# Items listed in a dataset
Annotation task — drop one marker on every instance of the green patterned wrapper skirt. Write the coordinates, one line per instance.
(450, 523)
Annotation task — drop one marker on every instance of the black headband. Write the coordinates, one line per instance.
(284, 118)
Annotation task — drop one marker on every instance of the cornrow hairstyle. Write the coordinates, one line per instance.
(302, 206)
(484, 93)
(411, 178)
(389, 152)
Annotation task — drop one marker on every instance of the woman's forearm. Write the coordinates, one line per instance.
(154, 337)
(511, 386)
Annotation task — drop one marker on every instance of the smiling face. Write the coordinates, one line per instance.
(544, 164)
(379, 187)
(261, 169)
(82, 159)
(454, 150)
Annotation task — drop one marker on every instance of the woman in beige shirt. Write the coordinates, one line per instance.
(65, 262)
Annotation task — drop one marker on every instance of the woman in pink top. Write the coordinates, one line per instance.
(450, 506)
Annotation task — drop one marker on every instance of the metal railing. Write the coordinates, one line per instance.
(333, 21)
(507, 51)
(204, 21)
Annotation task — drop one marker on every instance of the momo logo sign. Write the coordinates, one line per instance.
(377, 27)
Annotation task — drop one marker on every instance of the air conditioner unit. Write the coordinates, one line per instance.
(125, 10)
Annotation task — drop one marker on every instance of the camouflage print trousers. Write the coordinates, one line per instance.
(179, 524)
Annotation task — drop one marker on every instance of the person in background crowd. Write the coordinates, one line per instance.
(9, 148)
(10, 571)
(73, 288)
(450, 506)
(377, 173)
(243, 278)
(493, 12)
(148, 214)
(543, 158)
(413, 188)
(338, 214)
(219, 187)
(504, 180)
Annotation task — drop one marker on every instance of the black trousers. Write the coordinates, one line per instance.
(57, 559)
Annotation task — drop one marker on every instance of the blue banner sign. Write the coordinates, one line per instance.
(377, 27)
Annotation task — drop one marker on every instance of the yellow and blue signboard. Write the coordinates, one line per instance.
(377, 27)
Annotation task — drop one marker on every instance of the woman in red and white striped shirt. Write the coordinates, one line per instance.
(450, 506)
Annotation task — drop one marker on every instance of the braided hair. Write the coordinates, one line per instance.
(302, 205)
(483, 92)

# Aim
Please edit the part of the records that opens with the line containing "woman in red" and runs through the end of the records, changing "braided hair" to "plaited hair" and keeping everything else unchanged. Return only those lines.

# Exercise output
Annotation task — drop one marker on every instance of the woman in red and white striped shirt. Write the coordinates, one line per instance.
(450, 506)
Annotation task — drop one marker on every instance of the plaited hair. Write the coordinates, one line per instance.
(302, 205)
(483, 92)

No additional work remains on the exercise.